_INFORMATION GIVEN_:
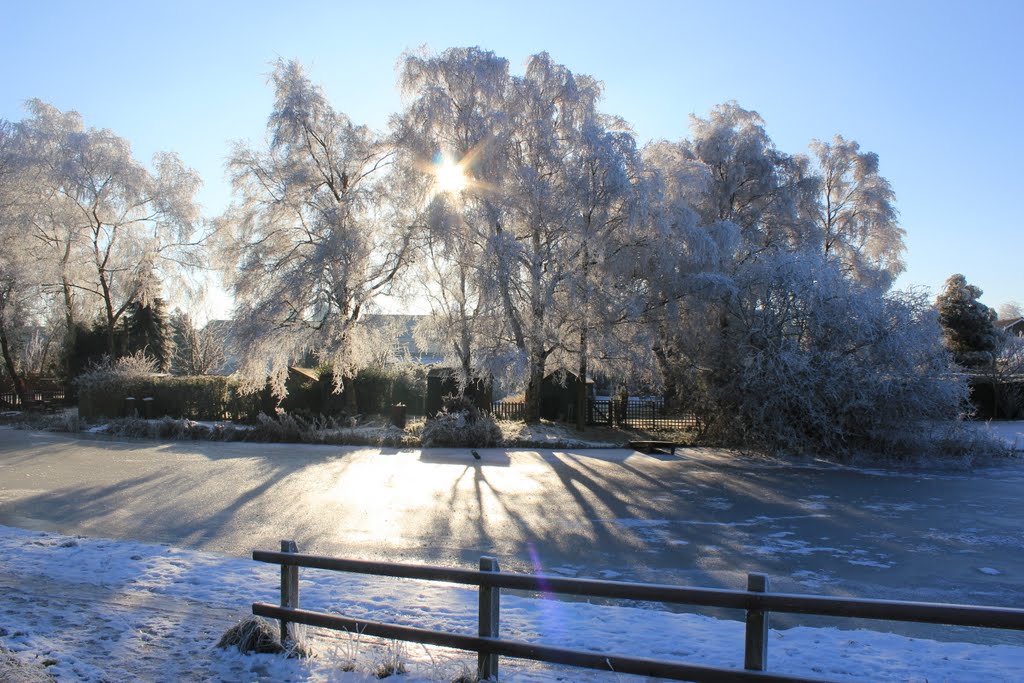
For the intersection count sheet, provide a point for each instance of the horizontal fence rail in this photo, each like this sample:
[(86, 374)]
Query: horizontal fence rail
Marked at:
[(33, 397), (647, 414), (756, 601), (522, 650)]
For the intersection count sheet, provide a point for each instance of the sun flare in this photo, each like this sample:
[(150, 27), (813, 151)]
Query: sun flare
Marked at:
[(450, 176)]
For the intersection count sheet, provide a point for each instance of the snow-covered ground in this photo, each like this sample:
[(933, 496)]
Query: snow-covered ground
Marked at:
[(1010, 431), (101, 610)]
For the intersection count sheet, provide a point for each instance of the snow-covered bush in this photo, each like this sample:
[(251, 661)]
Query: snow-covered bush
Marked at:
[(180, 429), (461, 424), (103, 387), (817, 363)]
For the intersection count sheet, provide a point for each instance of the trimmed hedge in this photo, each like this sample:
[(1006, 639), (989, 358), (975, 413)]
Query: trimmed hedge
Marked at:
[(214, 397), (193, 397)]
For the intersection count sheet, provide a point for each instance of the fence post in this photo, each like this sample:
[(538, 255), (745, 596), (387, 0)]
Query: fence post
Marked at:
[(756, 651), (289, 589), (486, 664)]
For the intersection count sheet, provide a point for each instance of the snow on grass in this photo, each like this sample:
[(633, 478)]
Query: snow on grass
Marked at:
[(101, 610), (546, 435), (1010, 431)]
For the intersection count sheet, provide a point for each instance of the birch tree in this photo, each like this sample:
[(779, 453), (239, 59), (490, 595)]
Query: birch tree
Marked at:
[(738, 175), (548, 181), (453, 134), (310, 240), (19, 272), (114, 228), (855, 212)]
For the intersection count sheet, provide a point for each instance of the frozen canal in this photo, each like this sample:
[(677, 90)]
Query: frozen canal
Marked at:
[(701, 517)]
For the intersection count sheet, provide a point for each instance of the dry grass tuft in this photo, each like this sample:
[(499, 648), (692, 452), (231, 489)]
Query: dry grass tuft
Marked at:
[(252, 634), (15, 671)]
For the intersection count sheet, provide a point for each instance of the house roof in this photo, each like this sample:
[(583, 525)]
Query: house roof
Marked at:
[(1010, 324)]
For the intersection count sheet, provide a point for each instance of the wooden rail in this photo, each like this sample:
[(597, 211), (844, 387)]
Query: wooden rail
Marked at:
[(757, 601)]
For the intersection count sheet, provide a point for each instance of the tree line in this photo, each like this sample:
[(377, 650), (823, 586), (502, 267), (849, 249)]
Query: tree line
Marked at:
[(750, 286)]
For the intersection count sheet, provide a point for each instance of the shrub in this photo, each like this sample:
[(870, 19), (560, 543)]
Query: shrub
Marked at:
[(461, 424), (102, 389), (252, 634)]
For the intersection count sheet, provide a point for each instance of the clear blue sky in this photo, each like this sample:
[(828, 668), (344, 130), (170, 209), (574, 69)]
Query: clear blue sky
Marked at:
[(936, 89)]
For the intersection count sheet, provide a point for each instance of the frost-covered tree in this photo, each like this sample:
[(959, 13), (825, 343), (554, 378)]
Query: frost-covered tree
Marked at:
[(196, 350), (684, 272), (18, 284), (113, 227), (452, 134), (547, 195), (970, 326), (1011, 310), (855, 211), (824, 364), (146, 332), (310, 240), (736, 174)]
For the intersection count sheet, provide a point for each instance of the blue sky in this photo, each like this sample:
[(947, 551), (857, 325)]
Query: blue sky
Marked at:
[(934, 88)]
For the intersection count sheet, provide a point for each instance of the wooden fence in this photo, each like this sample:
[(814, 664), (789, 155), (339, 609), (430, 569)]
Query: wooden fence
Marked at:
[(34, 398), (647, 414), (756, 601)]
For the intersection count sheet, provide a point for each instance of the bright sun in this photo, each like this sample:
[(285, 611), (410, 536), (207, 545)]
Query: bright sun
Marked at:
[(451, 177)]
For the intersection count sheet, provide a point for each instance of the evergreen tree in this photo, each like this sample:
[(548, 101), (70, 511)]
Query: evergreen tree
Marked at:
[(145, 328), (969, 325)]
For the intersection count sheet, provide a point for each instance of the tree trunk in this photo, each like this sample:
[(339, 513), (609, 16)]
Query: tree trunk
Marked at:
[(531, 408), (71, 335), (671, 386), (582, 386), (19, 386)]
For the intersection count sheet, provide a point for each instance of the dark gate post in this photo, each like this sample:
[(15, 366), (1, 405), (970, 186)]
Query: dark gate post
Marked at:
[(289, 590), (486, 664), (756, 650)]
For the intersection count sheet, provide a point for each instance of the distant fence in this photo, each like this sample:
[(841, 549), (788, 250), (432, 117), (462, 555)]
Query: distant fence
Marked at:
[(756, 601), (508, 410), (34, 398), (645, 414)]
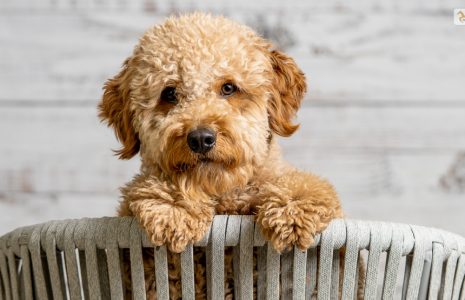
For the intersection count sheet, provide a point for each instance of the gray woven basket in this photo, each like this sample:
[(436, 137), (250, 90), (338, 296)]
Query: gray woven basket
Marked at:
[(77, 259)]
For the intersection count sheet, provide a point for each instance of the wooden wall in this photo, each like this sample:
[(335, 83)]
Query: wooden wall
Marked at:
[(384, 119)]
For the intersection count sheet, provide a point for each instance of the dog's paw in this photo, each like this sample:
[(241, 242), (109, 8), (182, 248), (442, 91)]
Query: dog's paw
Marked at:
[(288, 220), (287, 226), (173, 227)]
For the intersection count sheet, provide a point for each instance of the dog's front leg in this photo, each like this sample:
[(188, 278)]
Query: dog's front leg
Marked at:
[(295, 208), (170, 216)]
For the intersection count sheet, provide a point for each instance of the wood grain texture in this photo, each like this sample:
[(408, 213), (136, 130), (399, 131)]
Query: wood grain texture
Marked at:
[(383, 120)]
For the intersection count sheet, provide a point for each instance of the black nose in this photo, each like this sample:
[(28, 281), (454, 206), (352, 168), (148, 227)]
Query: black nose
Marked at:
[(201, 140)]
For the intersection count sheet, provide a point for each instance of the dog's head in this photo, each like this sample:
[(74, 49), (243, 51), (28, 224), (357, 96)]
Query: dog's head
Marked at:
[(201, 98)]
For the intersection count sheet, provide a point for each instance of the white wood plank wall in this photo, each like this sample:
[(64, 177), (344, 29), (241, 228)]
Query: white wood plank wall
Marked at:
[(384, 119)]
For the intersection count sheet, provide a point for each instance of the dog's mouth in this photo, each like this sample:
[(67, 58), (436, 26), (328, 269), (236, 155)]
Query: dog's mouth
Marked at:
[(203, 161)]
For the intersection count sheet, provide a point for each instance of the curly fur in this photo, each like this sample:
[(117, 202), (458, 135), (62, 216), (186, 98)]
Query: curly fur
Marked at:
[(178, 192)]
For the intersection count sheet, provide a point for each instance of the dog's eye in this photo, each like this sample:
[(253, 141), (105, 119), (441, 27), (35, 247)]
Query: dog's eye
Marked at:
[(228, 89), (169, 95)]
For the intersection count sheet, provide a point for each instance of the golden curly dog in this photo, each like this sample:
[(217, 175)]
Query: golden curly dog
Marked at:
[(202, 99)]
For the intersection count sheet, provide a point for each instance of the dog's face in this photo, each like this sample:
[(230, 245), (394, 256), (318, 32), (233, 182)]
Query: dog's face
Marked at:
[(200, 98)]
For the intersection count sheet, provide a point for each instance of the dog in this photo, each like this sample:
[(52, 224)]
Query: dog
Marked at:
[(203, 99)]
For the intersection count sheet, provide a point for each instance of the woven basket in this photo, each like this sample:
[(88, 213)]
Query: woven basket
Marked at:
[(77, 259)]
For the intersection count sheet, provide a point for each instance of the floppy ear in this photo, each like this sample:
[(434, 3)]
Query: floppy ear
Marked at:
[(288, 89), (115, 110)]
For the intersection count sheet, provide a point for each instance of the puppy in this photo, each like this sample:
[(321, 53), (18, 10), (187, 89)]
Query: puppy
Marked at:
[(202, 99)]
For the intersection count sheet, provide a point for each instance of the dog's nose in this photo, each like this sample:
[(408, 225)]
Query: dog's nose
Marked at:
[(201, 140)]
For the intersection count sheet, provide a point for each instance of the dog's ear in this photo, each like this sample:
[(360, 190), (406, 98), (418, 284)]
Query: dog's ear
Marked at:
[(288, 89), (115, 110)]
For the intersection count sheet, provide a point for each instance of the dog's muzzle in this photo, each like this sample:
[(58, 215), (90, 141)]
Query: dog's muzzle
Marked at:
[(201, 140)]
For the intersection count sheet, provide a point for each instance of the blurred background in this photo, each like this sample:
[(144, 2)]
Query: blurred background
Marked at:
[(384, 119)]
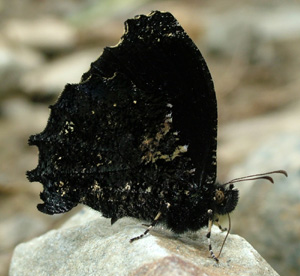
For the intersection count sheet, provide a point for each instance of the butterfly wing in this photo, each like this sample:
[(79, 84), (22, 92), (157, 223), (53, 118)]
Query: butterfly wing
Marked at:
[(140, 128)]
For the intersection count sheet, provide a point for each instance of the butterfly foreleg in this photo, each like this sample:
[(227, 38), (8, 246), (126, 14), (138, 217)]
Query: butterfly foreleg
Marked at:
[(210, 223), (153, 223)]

_WHAT THIS TASK INVOLVES_: Convert the records, from the start through the line containing "[(252, 634), (15, 671)]", into a Markdown table with the columns Row and Line, one numbered row per line. Skip blank lines and leave the pictures out.

_FINISHED TASK_:
| Row | Line |
|---|---|
| 1 | For the intersection count sheet, provide a point for each instance of the horizontal fence rail in this photo, each like this sample: |
| 2 | [(86, 374)] |
| 3 | Query: horizontal fence rail |
| 4 | Marked at: |
| 5 | [(33, 397), (647, 414), (756, 601), (522, 650)] |
| 6 | For the intersection count sheet, provide a point for each instance of the sun flare in this photo, each like this sample: |
| 7 | [(150, 27), (813, 151)] |
| 8 | Query: sun flare |
| 9 | Marked at: |
| 10 | [(450, 176)] |
| 11 | For the intersection count sheet, provide a point for each instance of the snow-covered ground in this photo, each like this sample: |
| 12 | [(933, 496)] |
| 13 | Query: snow-covered ground |
| 14 | Marked at: |
| 15 | [(1010, 431), (101, 610)] |
| 16 | For the intersection count sheet, provide a point for each instance of the snow-covered bush in this photo, each like this sample: |
| 17 | [(251, 661)] |
| 18 | Query: snow-covered bush |
| 19 | Marked at: |
| 20 | [(180, 429), (461, 424), (103, 387), (817, 363)] |
| 21 | For the intersection count sheet, provide a point for each instance of the trimmed hedge in this photo, each like this sample: |
| 22 | [(1006, 639), (989, 358), (975, 413)] |
| 23 | Query: trimmed hedge |
| 24 | Marked at: |
| 25 | [(214, 397), (193, 397)] |
| 26 | For the intersection count sheet, provide a point for each instance of the fence post in this photo, each like this sample: |
| 27 | [(538, 255), (745, 596), (387, 0)] |
| 28 | Query: fence post |
| 29 | Marked at: |
| 30 | [(756, 651), (289, 589), (486, 664)] |
| 31 | For the intersection count sheet, provide a point for each instance of the snow on grass in this photo, each like this sample: |
| 32 | [(633, 478)] |
| 33 | Query: snow on grass |
| 34 | Marked at: |
| 35 | [(101, 610), (546, 435), (1010, 431)] |
| 36 | For the intersection count sheet, provide a point for each instance of the birch tree in this photo, each like this sample: |
| 37 | [(779, 453), (239, 59), (490, 595)] |
| 38 | Query: birch tree |
| 39 | Marked at: |
| 40 | [(738, 175), (548, 181), (453, 134), (310, 240), (19, 272), (114, 228), (855, 212)] |
| 41 | For the intersection count sheet, provide a point for each instance of the frozen canal in this photo, each like this sample: |
| 42 | [(677, 90)] |
| 43 | Query: frozen canal |
| 44 | Marked at: |
| 45 | [(701, 517)] |
| 46 | For the intersection count sheet, provide a point for each instance of the dry grass tuft in this photo, each like this sample: |
| 47 | [(499, 648), (692, 452), (231, 489)] |
| 48 | Query: dry grass tuft |
| 49 | Marked at: |
| 50 | [(252, 634), (15, 671)] |